- Written tasks -
a: In the Power Query thread, what name is given to the column that the table example adds?
b: Please list every date string in the example table that the Power Query thread builds with #table.
c: According to the Power Query thread, why does a link to a more detailed reference appear in an edit instead of in the original reply?

- Text passage -
+++++

I know this is a lot to ask but I've tried a lot of search and reading in the last few days and I have to say the M language beats me.
Thanks in advance.
Convert your Web.Contents() request into a function:
let
myFunct = ( param as date ) => let
x = Web.Contents(.... & Date.ToText(date) & ....)
in
x
in
myFunct
Reference your data request function from a new query, include any transformations you need (in this case JSON.Document, table expansions, remove extraneous data. Feel free to delete all the extra data here, including columns that just contain the label 'value'.
(assuming your table of domain values already exists) add a custom column like
=Expand(myFunct( [someparameter] ))
edit: got home and got into my bookmarks. Here is a more detailed reference for what you are looking to do: http://datachix.com/2014/05/22/power-query-functions-some-scenarios/
For a table - Add column where you get data and parse JSON
let
tt=#table(
{"date"},{
{"2017-01-01"},
{"2017-01-02"},
{"2017-01-03"}
}),
add_col = Table.AddColumn(tt, "USD", each Json.Document(Web.Contents("http://example.com/?date="&[date]))[rate][USD])
in
add_col
If you need only one value
Json.Document(Web.Contents("http://example.com/?date="&YOUR_DATE_STRING))[rate][USD]

+++++

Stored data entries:
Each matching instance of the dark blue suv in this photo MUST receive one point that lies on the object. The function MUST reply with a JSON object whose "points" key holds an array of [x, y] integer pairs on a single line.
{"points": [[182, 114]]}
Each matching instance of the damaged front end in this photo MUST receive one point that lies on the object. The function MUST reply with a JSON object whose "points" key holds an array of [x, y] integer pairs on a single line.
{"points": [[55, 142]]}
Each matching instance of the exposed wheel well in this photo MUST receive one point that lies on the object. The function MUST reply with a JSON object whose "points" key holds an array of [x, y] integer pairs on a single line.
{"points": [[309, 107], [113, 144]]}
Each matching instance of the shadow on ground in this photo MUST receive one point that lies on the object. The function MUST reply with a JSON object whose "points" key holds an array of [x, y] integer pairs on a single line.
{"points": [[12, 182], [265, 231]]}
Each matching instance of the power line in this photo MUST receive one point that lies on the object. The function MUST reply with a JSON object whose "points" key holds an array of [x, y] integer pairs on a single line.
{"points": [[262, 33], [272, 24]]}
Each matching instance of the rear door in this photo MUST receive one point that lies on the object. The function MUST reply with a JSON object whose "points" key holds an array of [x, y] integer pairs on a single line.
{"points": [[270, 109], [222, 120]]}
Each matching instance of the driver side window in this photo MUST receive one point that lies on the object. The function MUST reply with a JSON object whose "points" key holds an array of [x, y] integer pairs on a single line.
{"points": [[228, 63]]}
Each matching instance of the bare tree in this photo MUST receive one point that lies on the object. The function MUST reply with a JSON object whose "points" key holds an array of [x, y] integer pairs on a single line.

+++++

- Task-by-task answers -
a: USD

b: 2017-01-01, 2017-01-02, 2017-01-03

c: The poster added it after getting home and getting into their bookmarks. From there they shared the datachix.com page on Power Query functions as a more detailed reference for the task.